Passage shown:
*** Block opens ***
Saturday, October 13, 2007

Another lesson in humility

The other day I did particularly well on an exam and was feeling good about myself. Heather, I thought, you’re becoming quite clever and quite mature. I settled down to a focused, disciplined afternoon and evening studying anatomy. We have a big test coming up in a few days, and all of us were a little stressed about learning the huge volume of information in the little time we had left.
Well, I must have sat at my computer for about 5 or 6 hours, cramming my mature little brain full of the geography of the body, and by the end of it, I was feeling a little shattered.
We have a pleasant evening ritual, Vem, Brendan and I. After we’ve finished our evening studying, we sit together and have a drink and watch an episode of a very funny tv show. Sometimes two episodes. And then we all go to bed.
I could tell we’d been studying too long because of the spaced-out looks on everyone’s faces. Vem had been wearing his purple contact lenses and his eyes were bloodshot from staring at the computer and he looked like he’d walked out of a horror movie. Shomaila had collapsed on her bed and was comatose. Rebecca and Yanira were asleep. Brendan hadn’t shaved in I don’t know how many days and was looking like a truck had run over him. I sat down on the edge of the bed and tried to focus on the computer screen with the tv show but my eyes closed while I was sitting up and I just about fell over.
“Let’s play cards.” Someone suggested. (Okay, it might have been me.) “We always watch tv. We should do something else instead.”
I pulled out my deck of cards and we started a game of blackjack.
“What shall we bet?”
Not money, we decided, cause none of us had much of it. Not clothes, either, because the last time we’d played cards I’d lost 6 rounds in a row. We finally decided on push-ups.
The first round, the ante was 5 pushups and Vem raised it to 10 and Brendan folded and I turned up 20 to Vem’s 21. No prob. I did 10 push-ups.
The second round, I was dealt 21 and Vem raised to 15, and I called. Brendan folded at the ante and did his 5 pushups. I turned over my ace and ten and Vem had an ace and a jack. Fifteen pushups.
We poured rum and coke and dealt the third round.
“Are you allowed to bet if you’re already over 21?” Brendan asked.
“Of course!” I answered. “That’s called bluffing. It’s a really good strategy to flush out another player. You just have to keep a poker face.”
Vem was an exceptional card player; he had a poker face like nothing else and he was cool and collected. He’d been bragging about how many pushups he could do and I was itching to make him lose.
I was dealt 14. Brendan asked for another card and I could tell by the look on his face that he was over. Vem raised the bets to ten, and I called and raised it to 20. I asked for another card. He dealt me an eight. I looked at it in my hand and looked up at Brendan’s flushed face and then Vem’s cool and collected one. Well, if they could bluff, so could I.
“Raise to 35.” Vem said confidently.
No way he could win three hands in a row. Brendan threw down his cards. Drat. Now I’d have to bluff against Vem.
“Raise to 50.” I said coolly.
Vem had a funny smile on his face. “Raise to 75.” He said.
I suddenly was overcome with this panicky feeling. What if he wasn’t bluffing after all?
“Call.” I said in a small voice.
We laid down our cards. My 22 and Vem’s 21.
Well, they laughed long and hard.
I got down on the termite infested floor and cranked off 15 pushups. They laughed and laughed. Then another 35. They kept laughing.
*** Block closes ***
Supplied material:
*** Block opens ***
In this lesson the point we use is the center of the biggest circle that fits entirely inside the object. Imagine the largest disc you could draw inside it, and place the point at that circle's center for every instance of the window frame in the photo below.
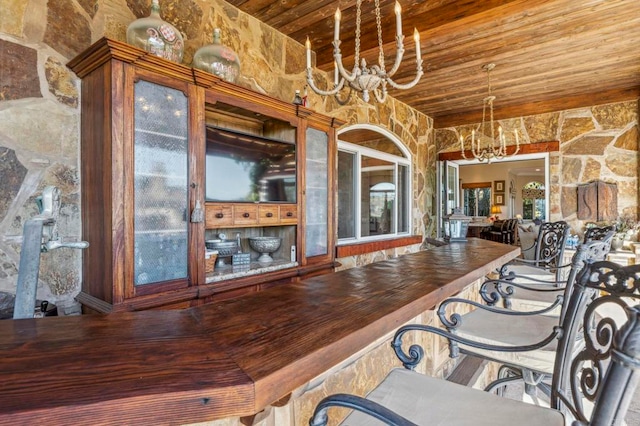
(359, 151)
*** Block closes ***
Tasks to perform:
1. In the blackjack post, translate this sentence into Spanish: "I pulled out my deck of cards and we started a game of blackjack."
2. Return the stretch of the blackjack post from "We have a pleasant" through "about fell over.", copied word for word.
3. Resume the blackjack post after its final sentence and continue it in the same first-person voice.

Expected outputs:
1. Saqué mi baraja de cartas y empezamos una partida de blackjack.

2.
We have a pleasant evening ritual, Vem, Brendan and I. After we’ve finished our evening studying, we sit together and have a drink and watch an episode of a very funny tv show. Sometimes two episodes. And then we all go to bed.
I could tell we’d been studying too long because of the spaced-out looks on everyone’s faces. Vem had been wearing his purple contact lenses and his eyes were bloodshot from staring at the computer and he looked like he’d walked out of a horror movie. Shomaila had collapsed on her bed and was comatose. Rebecca and Yanira were asleep. Brendan hadn’t shaved in I don’t know how many days and was looking like a truck had run over him. I sat down on the edge of the bed and tried to focus on the computer screen with the tv show but my eyes closed while I was sitting up and I just about fell over.

3.
I didn’t make it to 75, they agreed to let me finish my pushups the next night. We put away the cards and sat in front of the computer screen, exhausted, and watched tv until some ridiculous hour of the morning.
But I couldn’t get it out of my head, all night.
It wasn’t really about the 75 pushups and my aching pectoralis muscles. It was about my attitude towards life.
I’ve always had an overdeveloped sense of self-confidence and the ability to talk my way in and out of things. If someone asks me a question that I have no idea about, it’s not that I make up an answer, but I just find the best one that I can possibly think of and I deliver it as if it was the 100% guaranteed truth. It’s not lying; it’s being assertive, creative and responding to challenges with a positive attitude. Or so I’ve always thought.
I realized last night what it really is. It’s bluffing, or more accurately, another word that isn’t quite polite to print here but starts with the same letter.
My worst fear is that someday I’ll be at a patient’s bedside and I’ll make a call with their life in the balance and my b.s. answer will cost them their life. I know I’ll make mistakes, I know I’ll have patients die, but I don’t want it to be because I am so overconfident in my abilities to gamble that I can’t say “I don’t know.”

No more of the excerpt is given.